- GIVEN EXERCISE -
Pick out each line in the items below that contains the word "light" and copy those lines.
BEGIN MATERIAL SHOWN
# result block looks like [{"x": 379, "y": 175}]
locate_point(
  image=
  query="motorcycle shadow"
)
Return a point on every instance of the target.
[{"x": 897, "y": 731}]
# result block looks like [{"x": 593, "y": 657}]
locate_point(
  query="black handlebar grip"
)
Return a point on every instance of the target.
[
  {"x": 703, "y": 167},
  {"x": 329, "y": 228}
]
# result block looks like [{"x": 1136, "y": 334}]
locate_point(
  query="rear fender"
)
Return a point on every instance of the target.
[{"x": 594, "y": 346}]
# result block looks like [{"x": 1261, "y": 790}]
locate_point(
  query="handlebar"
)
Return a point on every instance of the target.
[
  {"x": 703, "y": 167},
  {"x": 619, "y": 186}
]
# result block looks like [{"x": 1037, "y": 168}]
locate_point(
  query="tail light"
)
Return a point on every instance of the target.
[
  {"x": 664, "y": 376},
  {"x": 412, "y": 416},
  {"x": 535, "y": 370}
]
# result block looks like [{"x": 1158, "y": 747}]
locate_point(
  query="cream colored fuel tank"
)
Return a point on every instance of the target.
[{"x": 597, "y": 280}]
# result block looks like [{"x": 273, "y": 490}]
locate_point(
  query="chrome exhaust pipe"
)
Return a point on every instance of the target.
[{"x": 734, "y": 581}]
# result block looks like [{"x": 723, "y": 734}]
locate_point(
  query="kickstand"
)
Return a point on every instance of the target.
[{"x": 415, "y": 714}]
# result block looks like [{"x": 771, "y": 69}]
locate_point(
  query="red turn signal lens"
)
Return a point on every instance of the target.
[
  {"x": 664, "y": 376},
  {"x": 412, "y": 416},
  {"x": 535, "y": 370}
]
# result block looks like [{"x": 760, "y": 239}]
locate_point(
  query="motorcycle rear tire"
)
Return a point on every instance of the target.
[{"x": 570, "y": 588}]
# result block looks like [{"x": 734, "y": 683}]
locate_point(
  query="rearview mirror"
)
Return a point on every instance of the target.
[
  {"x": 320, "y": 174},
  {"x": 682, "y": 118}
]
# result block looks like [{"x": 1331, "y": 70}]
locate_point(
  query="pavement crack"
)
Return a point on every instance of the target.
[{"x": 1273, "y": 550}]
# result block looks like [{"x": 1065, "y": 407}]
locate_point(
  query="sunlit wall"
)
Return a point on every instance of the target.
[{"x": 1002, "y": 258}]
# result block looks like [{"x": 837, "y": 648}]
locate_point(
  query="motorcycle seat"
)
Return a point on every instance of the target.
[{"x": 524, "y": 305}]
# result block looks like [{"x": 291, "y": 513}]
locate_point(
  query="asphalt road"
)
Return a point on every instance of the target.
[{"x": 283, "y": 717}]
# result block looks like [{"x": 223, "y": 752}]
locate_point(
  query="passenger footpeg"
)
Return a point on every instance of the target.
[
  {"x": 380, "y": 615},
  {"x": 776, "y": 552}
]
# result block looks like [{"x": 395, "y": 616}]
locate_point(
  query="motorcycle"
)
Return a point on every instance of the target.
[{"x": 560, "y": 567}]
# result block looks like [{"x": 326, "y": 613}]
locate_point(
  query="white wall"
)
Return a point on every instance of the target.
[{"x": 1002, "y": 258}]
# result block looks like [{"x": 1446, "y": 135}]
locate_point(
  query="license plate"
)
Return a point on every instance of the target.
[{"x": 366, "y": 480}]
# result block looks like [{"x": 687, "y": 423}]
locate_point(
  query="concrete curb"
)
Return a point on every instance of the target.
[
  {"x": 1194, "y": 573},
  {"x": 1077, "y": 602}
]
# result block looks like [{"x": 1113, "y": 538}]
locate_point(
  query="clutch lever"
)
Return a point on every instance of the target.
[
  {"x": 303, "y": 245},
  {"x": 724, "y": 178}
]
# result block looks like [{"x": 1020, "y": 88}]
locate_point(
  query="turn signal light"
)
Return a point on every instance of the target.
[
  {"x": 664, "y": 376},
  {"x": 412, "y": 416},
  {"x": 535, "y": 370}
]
END MATERIAL SHOWN
- TASK RESPONSE -
  query="tail light"
  query="turn signal light"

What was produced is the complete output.